- Фрагмент источника:

####

За девятьсот лет существования картина прошла долгий путь, кочуя между частными и императорскими коллекциями, и стала эталоном жанра городского пейзажа для многочисленных копиистов, подражателей и фальсификаторов. На этом горизонтальном свитке длиной в 528,7 см, по одним подсчетам, более 500, а по другим — более 800 персонажей Разночтения возникают, потому что одни исследователи считают только полностью прописанные фигуры, а другие — также частично видимые фрагменты фигур., 28 кораблей и лодок, 30 зданий, 20 повозок, 8 паланкинов Паланкин — носилки в виде кресла или ложа, укрепленные на двух длинных шестах, концы которых лежат на плечах носильщиков. и 170 деревьев.
Как и все горизонтальные свитки, картина Чжан Цзэдуаня не была предназначена для того, чтобы ее видели целиком и сразу: свиток начинали рассматривать, разворачивая справа налево и постепенно открывая очередной небольшой фрагмент панорамы. Таким образом, картина — это путешествие не только в пространстве (от предместий до столичных кварталов), но и во времени — от раннего утра до разгара дня.
Посетители кладбища
В начале свитка рассветное солнце едва пробивается сквозь туман. По проселочной дороге, которая идет вдоль притока реки мимо крестьянских домов с соломенными крышами, следует караван осликов, груженных хворостом или углем.
Дорога вливается в городской тракт, по которому уже в более поздний час состоятельное семейство возвращается после посещения кладбища и принесения жертв предкам. Глава семейства едет верхом на лошади в сопровождении пеших слуг, а его супругу несут перед ним в паланкине, украшенном, по обычаю праздника, ивовыми ветвями.
Еще одно, но более бедное семейство только отправляется на кладбище другой дорогой. Две женщины едут верхом на мулах, их головы покрыты накидками. Рядом с ними — трое мужчин, которые несут узелки с провизией и ритуальными принадлежностями.
По другую сторону тракта находятся аккуратно разбитые поля, разделенные канавками. Вдали мы видим колодец, из которого подается вода для орошения полей. Тракт постепенно выходит к берегу реки, и мы оказываемся во второй части картины.
Предместья вдоль реки
Харчевни, лодки и плавучий ресторан
Вторую часть свитка объединяет река, чье русло тянется по диагонали, с юго-востока на северо-запад. Здесь начинаются городские предместья, которые постепенно наполняются людьми. Рассвет сменяется утром, наступает пора завтрака.
У одной из харчевен служитель поднимает бамбуковый шест с гирляндой флажков, которые сигнализируют об открытии заведения.
Такие харчевни, а также трактиры классом выше, с полосатым флагом у входа, указывающим на право заведения торговать вином, расположены по обе стороны реки. В некоторых из них уже сидят посетители.

####

- Задание: Продолжите приведенный выше текст о свитке Чжан Цзэдуаня с места, где он заканчивается.

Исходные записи

####

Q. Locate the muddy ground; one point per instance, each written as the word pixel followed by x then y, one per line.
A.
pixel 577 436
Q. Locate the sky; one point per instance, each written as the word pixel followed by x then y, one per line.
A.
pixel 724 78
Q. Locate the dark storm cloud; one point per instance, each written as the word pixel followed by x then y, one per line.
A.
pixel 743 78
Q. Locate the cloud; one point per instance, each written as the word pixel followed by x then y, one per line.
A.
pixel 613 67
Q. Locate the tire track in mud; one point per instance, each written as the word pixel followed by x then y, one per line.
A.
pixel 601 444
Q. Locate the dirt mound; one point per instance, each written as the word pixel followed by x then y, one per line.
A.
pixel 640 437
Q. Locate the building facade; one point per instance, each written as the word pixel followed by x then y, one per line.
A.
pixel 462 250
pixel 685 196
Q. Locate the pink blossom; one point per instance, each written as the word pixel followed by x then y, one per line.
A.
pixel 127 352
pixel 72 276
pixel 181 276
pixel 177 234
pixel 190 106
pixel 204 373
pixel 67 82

####

- Ответ:
В центре внимания в этом фрагменте — река с пришвартованными или плывущими по ней лодками. Здесь находится место, где пришедшие с востока суда разгружают товары для столицы. На хозяев судов и их работников как раз и рассчитаны многочисленные закусочные и трактиры. Первые две лодки — грузовые. Мы видим, как работники разгружают зерно, а владелец следит за их работой, сидя на мешках перед харчевней.
Выше по реке пришвартован плавучий ресторан и, судя по всему, одновременно увеселительное заведение: через окна мы можем разглядеть столы и стулья внутри. Окна на носу и корме занавешены: там, вероятно, располагаются приватные комнаты, из окна одной из которых выглядывает сонная певичка.
Напротив, у другого берега, на маленькой лодке женщина стирает белье, не обращая внимания на оживленное движение на реке.
Между ними должно вот-вот пройти пассажирское судно, которое тянут на буксировочном канате вверх по течению пятеро работников в широкополых соломенных шляпах.
Почти все окна на нем завешены циновками, и только из двух выглядывают пассажиры, встревоженные криками команды.
Жанр архитектурного пейзажа цзехуа, в котором преуспел Чжан Цзэдуань, требовал от художника точности передачи архитектурных деталей зданий и конструктивных особенностей судов — то есть практически мастерства чертежника.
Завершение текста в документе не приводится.